* [Records supplied]
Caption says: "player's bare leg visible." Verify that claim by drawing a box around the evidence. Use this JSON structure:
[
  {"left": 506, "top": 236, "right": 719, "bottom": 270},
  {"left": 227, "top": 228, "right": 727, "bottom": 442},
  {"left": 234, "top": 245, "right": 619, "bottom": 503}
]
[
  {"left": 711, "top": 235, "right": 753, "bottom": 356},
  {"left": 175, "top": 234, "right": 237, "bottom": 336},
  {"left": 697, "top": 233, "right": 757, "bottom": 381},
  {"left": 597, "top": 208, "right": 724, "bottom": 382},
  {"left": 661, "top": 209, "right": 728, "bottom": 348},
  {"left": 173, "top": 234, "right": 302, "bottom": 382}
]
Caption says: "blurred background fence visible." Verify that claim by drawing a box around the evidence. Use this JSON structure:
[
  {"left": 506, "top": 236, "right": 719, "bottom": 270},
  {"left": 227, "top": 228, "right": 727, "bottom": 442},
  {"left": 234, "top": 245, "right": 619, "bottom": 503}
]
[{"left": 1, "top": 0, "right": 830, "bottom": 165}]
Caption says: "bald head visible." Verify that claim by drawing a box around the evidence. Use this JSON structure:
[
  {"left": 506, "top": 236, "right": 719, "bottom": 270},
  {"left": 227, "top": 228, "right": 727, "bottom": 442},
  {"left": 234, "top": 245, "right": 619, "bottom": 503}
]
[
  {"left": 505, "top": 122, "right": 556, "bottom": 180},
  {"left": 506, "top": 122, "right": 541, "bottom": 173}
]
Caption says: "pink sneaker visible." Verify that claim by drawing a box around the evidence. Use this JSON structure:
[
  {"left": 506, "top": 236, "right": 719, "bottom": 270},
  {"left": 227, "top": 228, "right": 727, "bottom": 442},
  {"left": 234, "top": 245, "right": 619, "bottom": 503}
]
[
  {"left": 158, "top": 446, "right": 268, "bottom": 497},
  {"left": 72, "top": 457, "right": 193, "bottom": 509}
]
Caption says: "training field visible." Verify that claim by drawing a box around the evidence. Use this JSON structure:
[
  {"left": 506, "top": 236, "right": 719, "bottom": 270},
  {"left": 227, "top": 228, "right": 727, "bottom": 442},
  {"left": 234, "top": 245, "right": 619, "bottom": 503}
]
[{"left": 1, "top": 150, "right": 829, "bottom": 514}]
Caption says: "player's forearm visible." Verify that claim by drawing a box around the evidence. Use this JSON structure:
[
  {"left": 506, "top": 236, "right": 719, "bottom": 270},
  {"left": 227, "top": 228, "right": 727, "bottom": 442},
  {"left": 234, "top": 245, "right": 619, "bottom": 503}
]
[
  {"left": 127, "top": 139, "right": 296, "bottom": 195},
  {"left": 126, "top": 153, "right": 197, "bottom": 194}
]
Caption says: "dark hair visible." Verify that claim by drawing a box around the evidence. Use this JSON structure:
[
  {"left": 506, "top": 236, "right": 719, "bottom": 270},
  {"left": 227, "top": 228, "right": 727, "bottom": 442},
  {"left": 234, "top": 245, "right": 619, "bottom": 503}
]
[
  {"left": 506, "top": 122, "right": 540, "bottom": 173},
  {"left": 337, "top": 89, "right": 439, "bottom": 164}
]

* [Exercise instructions]
Repeat the records exactly, including every line.

* [Answer to this task]
Caption says: "player's bare leg visible." Verify that claim by drawing a box around the evidence. Use this JSON structure:
[
  {"left": 506, "top": 236, "right": 719, "bottom": 270},
  {"left": 227, "top": 228, "right": 727, "bottom": 442},
  {"left": 234, "top": 245, "right": 619, "bottom": 503}
]
[
  {"left": 711, "top": 235, "right": 753, "bottom": 356},
  {"left": 175, "top": 234, "right": 237, "bottom": 336},
  {"left": 697, "top": 233, "right": 757, "bottom": 381},
  {"left": 597, "top": 208, "right": 724, "bottom": 382},
  {"left": 661, "top": 209, "right": 728, "bottom": 348},
  {"left": 173, "top": 234, "right": 302, "bottom": 382}
]
Caption says: "blurred background fence visible." Verify that claim by drawing a box around the evidence. Use this JSON structure:
[
  {"left": 506, "top": 236, "right": 719, "bottom": 270},
  {"left": 227, "top": 228, "right": 727, "bottom": 442},
  {"left": 234, "top": 245, "right": 619, "bottom": 503}
]
[{"left": 1, "top": 0, "right": 830, "bottom": 165}]
Caption says: "bald head visible." Verify that claim by drawing a box around the evidence. Use this JSON structure:
[
  {"left": 506, "top": 236, "right": 719, "bottom": 270},
  {"left": 227, "top": 228, "right": 727, "bottom": 442},
  {"left": 234, "top": 245, "right": 619, "bottom": 503}
]
[
  {"left": 505, "top": 122, "right": 556, "bottom": 180},
  {"left": 506, "top": 122, "right": 541, "bottom": 173}
]
Caption says: "pink sneaker visible." Verify that claim by drawing a box around the evidence. Use this JSON structure:
[
  {"left": 506, "top": 236, "right": 719, "bottom": 270},
  {"left": 227, "top": 228, "right": 727, "bottom": 442},
  {"left": 234, "top": 245, "right": 619, "bottom": 503}
]
[
  {"left": 158, "top": 446, "right": 268, "bottom": 497},
  {"left": 72, "top": 457, "right": 193, "bottom": 509}
]
Caption says: "training field visible." Verify that claim by drawing a box around the evidence. Use this JSON structure:
[
  {"left": 506, "top": 236, "right": 719, "bottom": 270},
  {"left": 227, "top": 228, "right": 727, "bottom": 442},
  {"left": 234, "top": 245, "right": 619, "bottom": 503}
]
[{"left": 1, "top": 150, "right": 829, "bottom": 514}]
Caption says: "player's forearm visible." Verify that claim by drawing a box around the evidence. Use this JSON structure:
[
  {"left": 506, "top": 236, "right": 719, "bottom": 270},
  {"left": 227, "top": 228, "right": 727, "bottom": 442},
  {"left": 234, "top": 245, "right": 619, "bottom": 503}
]
[
  {"left": 127, "top": 139, "right": 296, "bottom": 195},
  {"left": 126, "top": 153, "right": 197, "bottom": 194}
]
Caption says: "dark hair visible." Verify that claim by drawing a box around the evidence. Use this JSON structure:
[
  {"left": 506, "top": 236, "right": 719, "bottom": 270},
  {"left": 227, "top": 228, "right": 727, "bottom": 442},
  {"left": 234, "top": 245, "right": 619, "bottom": 503}
]
[
  {"left": 506, "top": 122, "right": 540, "bottom": 173},
  {"left": 337, "top": 89, "right": 439, "bottom": 164}
]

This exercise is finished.